- Given instruction A -
In the piece on Turkey's history, why does the writer call the subject of confronting the past crucial? Explain in one to three sentences.
- Given instruction B -
Reproduce word for word the passage of the piece on Turkey's history starting at "The 85-year-old social" and ending at "a prime minister.".

- Given text -
■ ■ ■

Nations and countries being able to confront with their past can take steps forward. Unless this is done, pain and identity issues hold nations and countries back from making leaps forward.
This is the state of Turkey today. But, of course, it is a progress even to discuss our history. However, we cannot say that this is confrontation.
The state of Turkey built an image and identity through a concept of modern history reflected in textbooks. We all are proud of our 1,000-year-old state experience and of our glorious Seljuks and Ottoman past. It’s good for our self-esteem to be proud of a glorious history. But the history also has "bloody pages"; therefore, "burdens," too.
And this is not just for us, Turks. This is the case for every nation and country, especially if they are coming from an imperial past. The United States, Britain, France, Germany and Russia had to deal with boring pages of their history. Still, no one can say that they came up all clean. And we haven’t made as much progress as they have. We haven’t beaten yet the narrow understanding of taking confrontations as insults.
If we cannot face our history, we cannot let go of the past and stumble. This is why the subject is crucial.
The 85-year-old social historian Professor Kemal Karpat helped us hash out the issue again. Two days ago, Milliyet daily’s Devrim Sevimay and Taraf daily’s Neşe Düzel interviewed him. The Milliyet’s Taha Akyol wrote an article complimenting the approach in Karpat’s latest book, "The Third Way."
I read the Karpat interviews very carefully. Aside from his extraordinary efforts and knowledge, I see that Karpat’s analyses are quite "problematic." We see now a subtle and distilled version of a "nationalist understanding of history" rather than the "Third Way." Since I have known him for a long time, I very well know that Karpat’s background of Romanian Babadağ and Turkish Tatar have an influence over his analyses.
The professor’s intuitions are as strong as his knowledge. While Prime Minister Recep Tayyip Erdoğan was mayor of Istanbul, Karpat knew that Erdoğan would be a prime minister.
During our long walks by the oceanside, Karpat insisted that Erdoğan, who was in prison then, would be the prime minister of Turkey someday. Karpat was right. In short, I know what he thinks and how he thinks. I never am disrespectful to him. But the professor gives totally "defensive reactions" when the issue is our "historic burden."

■ ■ ■

- Recorded data -
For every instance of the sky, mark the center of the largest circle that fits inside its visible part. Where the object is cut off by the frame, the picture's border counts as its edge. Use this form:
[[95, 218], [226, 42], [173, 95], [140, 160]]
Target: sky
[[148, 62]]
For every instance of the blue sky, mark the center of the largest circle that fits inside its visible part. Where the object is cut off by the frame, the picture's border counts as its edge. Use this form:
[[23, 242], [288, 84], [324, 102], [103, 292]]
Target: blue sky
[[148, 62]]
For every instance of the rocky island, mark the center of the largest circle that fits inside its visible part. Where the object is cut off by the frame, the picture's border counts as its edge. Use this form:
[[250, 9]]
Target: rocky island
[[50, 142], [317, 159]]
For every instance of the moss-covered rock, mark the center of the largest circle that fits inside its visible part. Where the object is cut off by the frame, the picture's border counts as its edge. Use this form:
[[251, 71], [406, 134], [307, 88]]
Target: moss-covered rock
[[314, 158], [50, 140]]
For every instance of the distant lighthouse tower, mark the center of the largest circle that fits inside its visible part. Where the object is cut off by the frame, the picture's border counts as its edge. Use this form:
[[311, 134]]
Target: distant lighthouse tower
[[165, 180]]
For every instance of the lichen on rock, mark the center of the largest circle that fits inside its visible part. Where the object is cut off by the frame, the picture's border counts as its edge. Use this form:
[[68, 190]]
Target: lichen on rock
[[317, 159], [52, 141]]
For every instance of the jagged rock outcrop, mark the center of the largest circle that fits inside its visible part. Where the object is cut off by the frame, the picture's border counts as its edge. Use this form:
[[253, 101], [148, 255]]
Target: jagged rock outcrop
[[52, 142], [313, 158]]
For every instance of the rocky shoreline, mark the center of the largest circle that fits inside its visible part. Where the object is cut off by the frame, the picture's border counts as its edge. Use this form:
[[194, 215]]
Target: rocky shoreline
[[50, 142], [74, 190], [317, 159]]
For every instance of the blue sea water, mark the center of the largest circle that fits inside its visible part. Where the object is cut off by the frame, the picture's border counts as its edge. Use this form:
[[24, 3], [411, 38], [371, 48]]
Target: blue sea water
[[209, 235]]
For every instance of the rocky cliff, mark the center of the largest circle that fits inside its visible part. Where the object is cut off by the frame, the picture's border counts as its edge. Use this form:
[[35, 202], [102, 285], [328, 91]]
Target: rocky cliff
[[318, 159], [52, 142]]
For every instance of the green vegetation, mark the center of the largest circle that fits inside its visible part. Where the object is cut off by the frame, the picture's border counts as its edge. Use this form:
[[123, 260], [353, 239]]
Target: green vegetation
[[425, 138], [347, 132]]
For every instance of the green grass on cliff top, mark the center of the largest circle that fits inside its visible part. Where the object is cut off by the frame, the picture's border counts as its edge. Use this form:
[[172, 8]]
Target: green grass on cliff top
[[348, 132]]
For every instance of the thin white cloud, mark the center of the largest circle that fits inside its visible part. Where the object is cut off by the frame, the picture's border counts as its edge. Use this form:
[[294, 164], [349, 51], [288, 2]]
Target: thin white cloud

■ ■ ■

- Correct output A -
The writer calls it crucial because a nation that cannot face its history cannot let go of the past and stumbles. Nations that confront their past can move forward. Otherwise, pain and identity issues hold them back from making leaps forward.

- Correct output B -
The 85-year-old social historian Professor Kemal Karpat helped us hash out the issue again. Two days ago, Milliyet daily’s Devrim Sevimay and Taraf daily’s Neşe Düzel interviewed him. The Milliyet’s Taha Akyol wrote an article complimenting the approach in Karpat’s latest book, "The Third Way."
I read the Karpat interviews very carefully. Aside from his extraordinary efforts and knowledge, I see that Karpat’s analyses are quite "problematic." We see now a subtle and distilled version of a "nationalist understanding of history" rather than the "Third Way." Since I have known him for a long time, I very well know that Karpat’s background of Romanian Babadağ and Turkish Tatar have an influence over his analyses.
The professor’s intuitions are as strong as his knowledge. While Prime Minister Recep Tayyip Erdoğan was mayor of Istanbul, Karpat knew that Erdoğan would be a prime minister.